Boundary labeling data >>
** start **
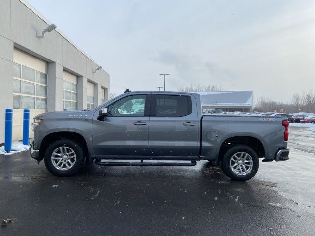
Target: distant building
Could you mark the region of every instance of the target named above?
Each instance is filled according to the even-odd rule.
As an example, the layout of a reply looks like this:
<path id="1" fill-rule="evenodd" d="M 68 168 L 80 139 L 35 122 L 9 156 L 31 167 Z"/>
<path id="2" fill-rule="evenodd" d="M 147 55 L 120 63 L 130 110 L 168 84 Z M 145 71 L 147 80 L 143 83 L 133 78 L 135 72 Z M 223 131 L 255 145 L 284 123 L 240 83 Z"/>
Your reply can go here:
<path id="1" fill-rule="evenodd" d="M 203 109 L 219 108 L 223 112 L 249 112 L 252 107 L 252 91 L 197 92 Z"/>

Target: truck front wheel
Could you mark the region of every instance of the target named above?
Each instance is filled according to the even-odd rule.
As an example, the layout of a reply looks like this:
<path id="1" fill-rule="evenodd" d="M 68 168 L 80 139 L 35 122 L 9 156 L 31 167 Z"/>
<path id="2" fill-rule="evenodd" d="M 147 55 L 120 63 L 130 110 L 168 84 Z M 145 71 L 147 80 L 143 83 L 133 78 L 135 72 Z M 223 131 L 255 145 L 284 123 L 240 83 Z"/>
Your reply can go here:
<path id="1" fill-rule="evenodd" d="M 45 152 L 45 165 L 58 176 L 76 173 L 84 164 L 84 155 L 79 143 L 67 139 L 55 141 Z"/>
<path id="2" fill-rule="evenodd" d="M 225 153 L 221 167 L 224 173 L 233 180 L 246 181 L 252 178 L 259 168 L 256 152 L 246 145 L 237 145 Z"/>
** end **
Format the data above as a numbered list with one line per entry, skipping blank lines and leaving out the pictures.

1. Target: distant building
2. Could you mark the region of every instance of the target named above?
3. Each instance is filled according to the even-odd rule.
4. As an example, the layout of a reply looks like this:
5. <path id="1" fill-rule="evenodd" d="M 68 168 L 80 139 L 35 122 L 9 156 L 31 167 Z"/>
6. <path id="2" fill-rule="evenodd" d="M 147 55 L 120 63 L 130 110 L 168 84 Z M 145 71 L 147 80 L 143 83 L 133 78 L 135 72 Z M 223 131 L 255 145 L 284 123 L 240 83 Z"/>
7. Your reply can go here:
8. <path id="1" fill-rule="evenodd" d="M 203 109 L 219 108 L 223 112 L 249 112 L 252 107 L 252 91 L 197 92 Z"/>
9. Target: truck front wheel
10. Could you mark the region of every instance of the target named above?
11. Each instance is filled according to the even-odd rule.
12. As an example, the layout of a reply looks like this:
13. <path id="1" fill-rule="evenodd" d="M 68 168 L 80 139 L 35 122 L 9 156 L 31 167 Z"/>
14. <path id="2" fill-rule="evenodd" d="M 147 55 L 120 63 L 130 110 L 168 84 Z M 145 71 L 147 80 L 143 83 L 133 78 L 135 72 Z M 223 131 L 255 145 L 284 123 L 240 83 Z"/>
15. Your reply can go here:
16. <path id="1" fill-rule="evenodd" d="M 45 152 L 45 165 L 58 176 L 76 173 L 84 164 L 84 155 L 79 143 L 67 139 L 55 141 Z"/>
17. <path id="2" fill-rule="evenodd" d="M 225 153 L 221 167 L 224 173 L 233 180 L 246 181 L 252 178 L 259 168 L 256 152 L 246 145 L 237 145 Z"/>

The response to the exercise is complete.